Prompt = Render the entries from the line containing "target | calm water surface" through the end of the entries, both included, as a two-column CSV with the headers entry_text and answer. Give one row per entry, put its text and its answer each in a single quoted field, and replace line breaks with spaces.
== == ==
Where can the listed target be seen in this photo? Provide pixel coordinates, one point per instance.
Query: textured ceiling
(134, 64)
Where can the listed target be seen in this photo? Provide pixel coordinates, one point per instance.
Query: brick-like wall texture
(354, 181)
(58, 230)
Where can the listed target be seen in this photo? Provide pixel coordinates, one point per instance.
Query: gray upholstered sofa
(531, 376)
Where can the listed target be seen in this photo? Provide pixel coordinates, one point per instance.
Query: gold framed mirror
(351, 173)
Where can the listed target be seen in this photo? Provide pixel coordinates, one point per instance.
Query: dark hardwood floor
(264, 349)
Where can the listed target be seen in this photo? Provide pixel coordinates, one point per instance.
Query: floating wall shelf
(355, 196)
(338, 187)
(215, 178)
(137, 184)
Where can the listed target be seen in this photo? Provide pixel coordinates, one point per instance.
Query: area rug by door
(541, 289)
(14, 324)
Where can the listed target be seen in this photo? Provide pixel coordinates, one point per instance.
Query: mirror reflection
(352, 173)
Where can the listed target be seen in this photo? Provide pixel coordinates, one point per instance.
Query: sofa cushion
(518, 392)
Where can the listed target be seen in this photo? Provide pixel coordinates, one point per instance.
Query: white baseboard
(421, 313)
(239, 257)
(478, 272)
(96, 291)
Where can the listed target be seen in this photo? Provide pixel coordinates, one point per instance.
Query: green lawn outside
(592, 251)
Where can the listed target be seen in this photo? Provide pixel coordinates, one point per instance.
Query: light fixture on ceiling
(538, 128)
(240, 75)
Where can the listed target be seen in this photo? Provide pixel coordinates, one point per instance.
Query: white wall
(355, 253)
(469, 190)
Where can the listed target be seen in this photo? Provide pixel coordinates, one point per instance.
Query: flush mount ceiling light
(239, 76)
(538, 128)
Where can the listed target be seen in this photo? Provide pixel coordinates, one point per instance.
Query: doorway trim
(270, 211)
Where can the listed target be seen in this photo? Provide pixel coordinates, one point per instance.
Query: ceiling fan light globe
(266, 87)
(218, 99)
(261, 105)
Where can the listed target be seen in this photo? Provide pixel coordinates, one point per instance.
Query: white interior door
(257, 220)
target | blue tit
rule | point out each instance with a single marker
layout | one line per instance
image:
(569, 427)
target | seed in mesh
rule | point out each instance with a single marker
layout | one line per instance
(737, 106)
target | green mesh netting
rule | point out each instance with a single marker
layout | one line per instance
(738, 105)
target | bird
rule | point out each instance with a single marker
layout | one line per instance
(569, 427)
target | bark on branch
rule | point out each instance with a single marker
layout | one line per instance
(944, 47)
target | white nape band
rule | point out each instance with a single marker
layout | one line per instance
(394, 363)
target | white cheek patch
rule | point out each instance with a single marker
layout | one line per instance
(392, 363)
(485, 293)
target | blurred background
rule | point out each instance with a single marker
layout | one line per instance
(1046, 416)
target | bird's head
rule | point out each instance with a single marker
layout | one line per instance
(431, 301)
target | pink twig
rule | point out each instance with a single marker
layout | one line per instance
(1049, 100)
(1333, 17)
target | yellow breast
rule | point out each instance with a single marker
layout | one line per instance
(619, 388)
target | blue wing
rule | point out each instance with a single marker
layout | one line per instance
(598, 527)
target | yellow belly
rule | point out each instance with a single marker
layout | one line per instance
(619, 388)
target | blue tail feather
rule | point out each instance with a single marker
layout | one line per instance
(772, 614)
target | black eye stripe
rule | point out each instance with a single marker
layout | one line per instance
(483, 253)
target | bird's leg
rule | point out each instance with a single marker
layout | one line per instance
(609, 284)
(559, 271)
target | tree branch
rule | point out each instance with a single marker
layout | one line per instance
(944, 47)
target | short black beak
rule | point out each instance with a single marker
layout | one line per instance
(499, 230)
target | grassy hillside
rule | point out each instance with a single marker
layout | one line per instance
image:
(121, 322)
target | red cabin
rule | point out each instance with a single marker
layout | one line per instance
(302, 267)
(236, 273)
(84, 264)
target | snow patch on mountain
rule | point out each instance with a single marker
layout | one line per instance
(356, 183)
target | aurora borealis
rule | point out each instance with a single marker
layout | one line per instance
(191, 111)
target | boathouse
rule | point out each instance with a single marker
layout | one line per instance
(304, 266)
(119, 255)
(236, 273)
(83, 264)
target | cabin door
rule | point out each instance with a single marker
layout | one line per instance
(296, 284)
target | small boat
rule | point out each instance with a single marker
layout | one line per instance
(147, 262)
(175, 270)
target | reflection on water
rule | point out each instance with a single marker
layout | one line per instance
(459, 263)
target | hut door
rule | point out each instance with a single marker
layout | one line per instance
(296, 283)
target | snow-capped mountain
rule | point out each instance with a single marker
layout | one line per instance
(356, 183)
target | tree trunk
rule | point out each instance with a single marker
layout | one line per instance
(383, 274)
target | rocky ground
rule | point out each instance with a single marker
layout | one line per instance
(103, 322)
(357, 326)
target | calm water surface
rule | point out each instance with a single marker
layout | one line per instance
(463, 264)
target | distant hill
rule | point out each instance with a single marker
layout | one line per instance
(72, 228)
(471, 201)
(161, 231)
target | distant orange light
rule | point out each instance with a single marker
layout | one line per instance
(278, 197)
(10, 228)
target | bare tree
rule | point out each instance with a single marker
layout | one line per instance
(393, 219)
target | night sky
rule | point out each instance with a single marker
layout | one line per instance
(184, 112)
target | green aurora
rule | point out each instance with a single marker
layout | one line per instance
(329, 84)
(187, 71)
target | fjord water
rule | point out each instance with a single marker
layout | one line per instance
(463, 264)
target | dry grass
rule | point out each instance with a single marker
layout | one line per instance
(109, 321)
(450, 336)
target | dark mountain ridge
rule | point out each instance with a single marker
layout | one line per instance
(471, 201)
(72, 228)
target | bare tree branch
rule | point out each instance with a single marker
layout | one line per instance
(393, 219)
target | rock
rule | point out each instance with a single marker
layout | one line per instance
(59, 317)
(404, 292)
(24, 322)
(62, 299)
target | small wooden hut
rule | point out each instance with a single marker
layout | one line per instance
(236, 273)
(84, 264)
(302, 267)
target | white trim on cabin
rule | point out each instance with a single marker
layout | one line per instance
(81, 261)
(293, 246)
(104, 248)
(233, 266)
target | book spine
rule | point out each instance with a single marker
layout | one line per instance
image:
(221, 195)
== == ==
Solved exercise =
entry_text,answer
"target | calm water surface rule | point out each instance with a single marker layout | one line per instance","(463, 264)"
"target | distant hill rule | point out each instance with a single marker layout | one line per instance","(72, 228) (471, 201) (161, 231)"
"target | distant orange light rule | point out each instance with a single marker layout | one line per instance","(278, 197) (10, 228)"
"target | bare tree rule | point out each instance with a single marker layout | one line per instance","(393, 219)"
"target | night sky rule | point out each instance with a single marker layout | one line per instance","(184, 112)"
"target | green aurora rule | point out each instance with a single marker layout | one line per instance","(329, 84) (187, 71)"
"target | fjord water rule | point out each instance with a single marker layout | one line per instance","(463, 264)"
"target | dry grass rule | point out each instance with a single marker layout | one line per instance","(109, 321) (450, 336)"
"target | dark mountain ridge rule | point out each instance with a single marker layout | one line per instance","(471, 201) (72, 228)"
"target | bare tree branch rule | point out each instance with a single marker layout | one line per instance","(393, 219)"
"target | rock rule | point out each instance with a single marker layout | one line per instance","(59, 317) (404, 292) (24, 322) (62, 299)"
"target | small wooden hut rule | point out each instance with a single marker layout | one line per instance","(236, 273) (84, 264) (302, 267)"
"target | white trim on cabin rule | point out each instance with a single marker layout | one line per instance","(81, 261) (293, 246) (104, 248) (233, 266)"
"target | book spine rule | point out each instance with a single marker layout | one line per instance image:","(221, 195)"